• Stated goal:
Which lines of the material below contain the word "beak"? Collect each of them and copy it out.

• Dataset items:
* * * * * * *
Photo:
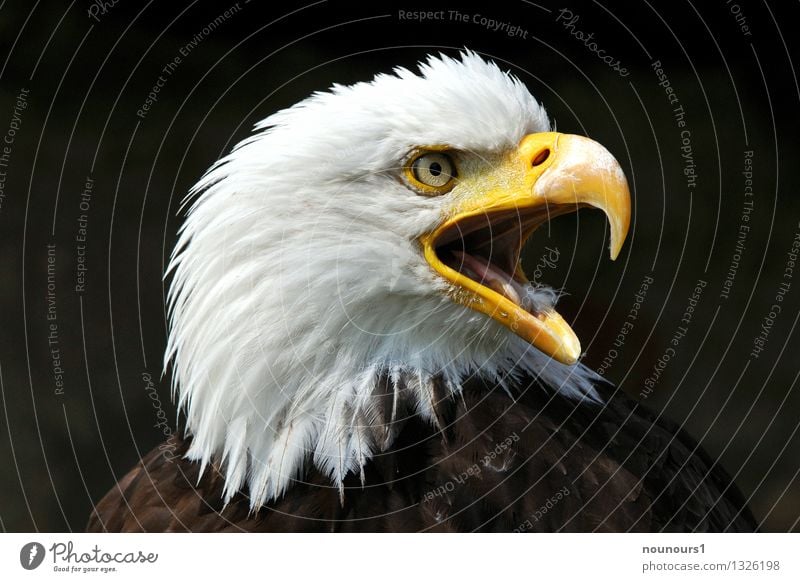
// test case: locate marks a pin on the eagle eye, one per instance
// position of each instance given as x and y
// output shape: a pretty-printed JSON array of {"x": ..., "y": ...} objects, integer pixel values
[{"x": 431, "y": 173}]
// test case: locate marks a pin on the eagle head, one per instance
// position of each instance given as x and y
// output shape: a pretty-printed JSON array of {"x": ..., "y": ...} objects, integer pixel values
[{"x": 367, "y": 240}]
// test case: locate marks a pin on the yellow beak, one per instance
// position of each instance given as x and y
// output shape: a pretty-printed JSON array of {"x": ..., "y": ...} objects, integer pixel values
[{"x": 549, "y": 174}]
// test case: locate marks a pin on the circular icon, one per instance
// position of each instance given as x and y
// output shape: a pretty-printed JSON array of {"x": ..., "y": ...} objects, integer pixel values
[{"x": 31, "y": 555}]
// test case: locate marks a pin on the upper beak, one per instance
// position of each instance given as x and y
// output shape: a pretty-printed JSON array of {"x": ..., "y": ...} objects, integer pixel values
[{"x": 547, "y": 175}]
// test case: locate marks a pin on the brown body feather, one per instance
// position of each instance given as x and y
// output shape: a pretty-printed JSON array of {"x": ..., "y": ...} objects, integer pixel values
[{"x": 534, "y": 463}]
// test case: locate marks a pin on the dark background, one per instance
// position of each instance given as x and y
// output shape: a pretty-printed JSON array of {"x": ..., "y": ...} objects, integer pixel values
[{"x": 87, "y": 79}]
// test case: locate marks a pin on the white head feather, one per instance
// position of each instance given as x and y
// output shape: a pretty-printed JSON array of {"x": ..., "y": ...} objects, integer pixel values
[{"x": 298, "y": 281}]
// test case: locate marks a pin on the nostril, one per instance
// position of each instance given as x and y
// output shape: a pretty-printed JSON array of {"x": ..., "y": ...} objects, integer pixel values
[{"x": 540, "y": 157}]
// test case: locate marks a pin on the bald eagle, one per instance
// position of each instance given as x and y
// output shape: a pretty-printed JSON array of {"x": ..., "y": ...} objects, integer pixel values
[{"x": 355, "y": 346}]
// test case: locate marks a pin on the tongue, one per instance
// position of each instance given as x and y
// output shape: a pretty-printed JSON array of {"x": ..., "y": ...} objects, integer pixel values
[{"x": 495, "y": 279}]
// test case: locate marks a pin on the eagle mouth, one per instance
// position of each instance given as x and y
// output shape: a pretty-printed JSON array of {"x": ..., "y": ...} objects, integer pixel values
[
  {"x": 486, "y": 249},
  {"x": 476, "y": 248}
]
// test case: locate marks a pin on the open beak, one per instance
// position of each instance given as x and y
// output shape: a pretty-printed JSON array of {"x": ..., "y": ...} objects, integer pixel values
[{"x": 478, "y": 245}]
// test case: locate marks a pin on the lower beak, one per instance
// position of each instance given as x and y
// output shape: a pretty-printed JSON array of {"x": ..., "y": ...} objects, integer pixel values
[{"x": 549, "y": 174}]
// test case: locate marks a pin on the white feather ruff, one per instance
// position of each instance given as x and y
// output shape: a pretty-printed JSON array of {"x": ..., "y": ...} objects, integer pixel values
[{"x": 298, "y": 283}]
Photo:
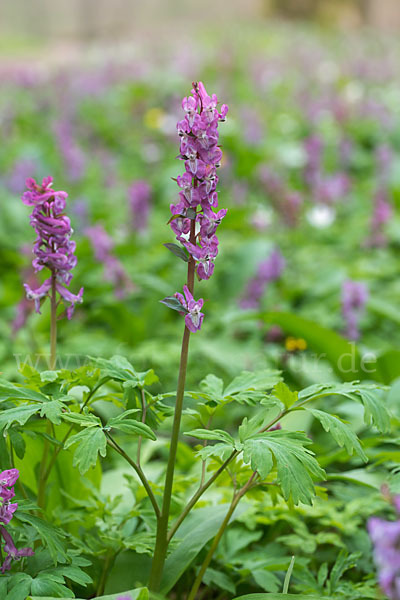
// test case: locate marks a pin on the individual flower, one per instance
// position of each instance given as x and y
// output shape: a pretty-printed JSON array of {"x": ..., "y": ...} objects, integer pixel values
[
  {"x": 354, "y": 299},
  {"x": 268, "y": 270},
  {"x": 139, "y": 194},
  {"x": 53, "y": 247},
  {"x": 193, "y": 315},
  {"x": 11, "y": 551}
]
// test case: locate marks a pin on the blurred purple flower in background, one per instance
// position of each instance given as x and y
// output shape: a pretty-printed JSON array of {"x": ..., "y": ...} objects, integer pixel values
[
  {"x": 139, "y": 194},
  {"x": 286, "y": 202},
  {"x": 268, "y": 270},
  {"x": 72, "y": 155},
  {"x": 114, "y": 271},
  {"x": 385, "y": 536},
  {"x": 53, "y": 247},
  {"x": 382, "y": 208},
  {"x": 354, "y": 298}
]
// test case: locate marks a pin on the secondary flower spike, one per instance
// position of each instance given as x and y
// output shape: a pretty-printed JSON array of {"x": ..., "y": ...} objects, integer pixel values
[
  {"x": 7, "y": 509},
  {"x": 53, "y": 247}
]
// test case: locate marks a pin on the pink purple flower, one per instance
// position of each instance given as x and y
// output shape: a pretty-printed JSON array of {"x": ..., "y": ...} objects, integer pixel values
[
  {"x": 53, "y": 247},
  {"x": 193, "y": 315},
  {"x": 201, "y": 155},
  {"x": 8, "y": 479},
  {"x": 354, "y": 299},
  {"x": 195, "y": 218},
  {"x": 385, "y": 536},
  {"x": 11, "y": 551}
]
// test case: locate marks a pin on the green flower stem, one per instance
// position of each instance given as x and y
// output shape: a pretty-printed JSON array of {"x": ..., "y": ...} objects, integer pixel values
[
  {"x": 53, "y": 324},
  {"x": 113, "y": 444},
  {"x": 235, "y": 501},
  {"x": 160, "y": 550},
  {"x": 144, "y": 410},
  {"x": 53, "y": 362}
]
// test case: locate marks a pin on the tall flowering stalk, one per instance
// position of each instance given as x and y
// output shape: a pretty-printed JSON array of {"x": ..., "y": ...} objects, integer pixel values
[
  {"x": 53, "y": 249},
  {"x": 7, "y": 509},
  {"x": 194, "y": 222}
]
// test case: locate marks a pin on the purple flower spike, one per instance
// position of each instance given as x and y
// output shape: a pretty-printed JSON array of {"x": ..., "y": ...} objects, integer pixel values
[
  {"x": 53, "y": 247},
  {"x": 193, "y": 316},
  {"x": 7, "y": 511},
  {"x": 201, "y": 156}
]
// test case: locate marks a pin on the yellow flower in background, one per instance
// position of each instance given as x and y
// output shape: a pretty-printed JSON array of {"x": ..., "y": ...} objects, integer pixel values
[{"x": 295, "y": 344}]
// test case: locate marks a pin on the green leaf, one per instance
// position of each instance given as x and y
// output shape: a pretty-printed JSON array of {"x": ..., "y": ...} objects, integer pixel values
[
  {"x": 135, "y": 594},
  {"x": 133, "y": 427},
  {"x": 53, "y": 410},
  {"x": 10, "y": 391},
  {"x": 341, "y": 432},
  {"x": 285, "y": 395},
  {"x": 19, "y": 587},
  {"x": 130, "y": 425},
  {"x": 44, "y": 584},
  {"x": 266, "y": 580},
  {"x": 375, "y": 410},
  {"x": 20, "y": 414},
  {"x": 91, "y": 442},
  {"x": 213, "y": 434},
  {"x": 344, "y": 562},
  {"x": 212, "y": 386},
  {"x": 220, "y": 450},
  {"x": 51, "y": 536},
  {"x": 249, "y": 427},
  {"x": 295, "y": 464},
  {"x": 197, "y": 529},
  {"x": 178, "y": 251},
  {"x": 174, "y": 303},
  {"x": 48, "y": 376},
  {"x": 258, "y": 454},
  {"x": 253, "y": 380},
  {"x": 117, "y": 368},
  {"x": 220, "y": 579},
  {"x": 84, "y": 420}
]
* * * * * * *
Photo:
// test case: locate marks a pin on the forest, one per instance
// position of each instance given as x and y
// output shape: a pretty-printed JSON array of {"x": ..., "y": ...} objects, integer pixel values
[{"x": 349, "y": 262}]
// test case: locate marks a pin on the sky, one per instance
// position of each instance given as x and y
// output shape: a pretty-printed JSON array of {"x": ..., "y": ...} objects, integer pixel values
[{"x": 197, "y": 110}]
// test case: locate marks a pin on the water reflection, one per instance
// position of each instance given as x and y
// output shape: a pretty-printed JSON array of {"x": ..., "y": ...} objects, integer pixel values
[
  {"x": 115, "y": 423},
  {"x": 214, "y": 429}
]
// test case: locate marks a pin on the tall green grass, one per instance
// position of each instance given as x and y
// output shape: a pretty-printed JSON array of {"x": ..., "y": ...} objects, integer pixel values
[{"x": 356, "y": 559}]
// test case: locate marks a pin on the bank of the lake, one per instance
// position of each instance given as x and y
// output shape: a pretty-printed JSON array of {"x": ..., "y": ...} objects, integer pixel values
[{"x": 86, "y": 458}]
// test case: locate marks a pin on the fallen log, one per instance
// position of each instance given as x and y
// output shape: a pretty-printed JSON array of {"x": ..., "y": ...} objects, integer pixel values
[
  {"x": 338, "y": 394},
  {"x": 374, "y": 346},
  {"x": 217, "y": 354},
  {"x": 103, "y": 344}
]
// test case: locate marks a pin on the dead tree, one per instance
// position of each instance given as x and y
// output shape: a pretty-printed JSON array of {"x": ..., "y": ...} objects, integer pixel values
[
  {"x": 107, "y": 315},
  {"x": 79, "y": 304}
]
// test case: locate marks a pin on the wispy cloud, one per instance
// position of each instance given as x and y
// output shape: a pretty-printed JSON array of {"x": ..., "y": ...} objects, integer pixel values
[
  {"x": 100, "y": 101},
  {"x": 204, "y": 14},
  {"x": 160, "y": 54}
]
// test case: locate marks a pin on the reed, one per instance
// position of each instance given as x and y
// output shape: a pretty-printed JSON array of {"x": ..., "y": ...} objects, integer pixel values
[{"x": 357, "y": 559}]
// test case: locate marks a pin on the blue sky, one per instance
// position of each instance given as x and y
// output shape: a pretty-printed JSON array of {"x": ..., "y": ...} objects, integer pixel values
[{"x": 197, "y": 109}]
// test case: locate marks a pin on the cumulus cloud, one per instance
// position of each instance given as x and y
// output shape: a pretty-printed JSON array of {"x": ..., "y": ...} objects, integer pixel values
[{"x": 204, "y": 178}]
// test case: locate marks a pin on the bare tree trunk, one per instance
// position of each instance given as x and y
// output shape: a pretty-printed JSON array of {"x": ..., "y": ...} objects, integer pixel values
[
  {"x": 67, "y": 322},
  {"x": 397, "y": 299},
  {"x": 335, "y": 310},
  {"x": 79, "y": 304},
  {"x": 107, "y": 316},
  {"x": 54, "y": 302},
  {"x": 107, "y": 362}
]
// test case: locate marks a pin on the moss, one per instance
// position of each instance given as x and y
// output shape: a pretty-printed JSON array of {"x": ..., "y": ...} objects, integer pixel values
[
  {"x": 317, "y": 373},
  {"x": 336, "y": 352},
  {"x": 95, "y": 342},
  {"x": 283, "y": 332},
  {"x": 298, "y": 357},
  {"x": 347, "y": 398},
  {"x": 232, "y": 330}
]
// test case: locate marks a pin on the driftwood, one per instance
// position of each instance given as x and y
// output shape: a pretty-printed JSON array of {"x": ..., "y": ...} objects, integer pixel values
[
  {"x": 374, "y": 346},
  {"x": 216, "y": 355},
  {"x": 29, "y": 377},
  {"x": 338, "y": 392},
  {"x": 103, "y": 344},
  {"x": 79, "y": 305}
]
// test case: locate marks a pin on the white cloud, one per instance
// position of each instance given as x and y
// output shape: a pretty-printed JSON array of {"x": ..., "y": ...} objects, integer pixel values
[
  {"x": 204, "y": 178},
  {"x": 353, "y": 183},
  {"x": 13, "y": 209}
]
* * * * * * *
• The response:
// test case: locate marks a pin on the yellow beak, one per instance
// test case: locate marks a pin on the upper beak, one per instance
// test case: locate marks a pin on the open beak, one per instance
// test case: locate marks a pin on the lower beak, one per instance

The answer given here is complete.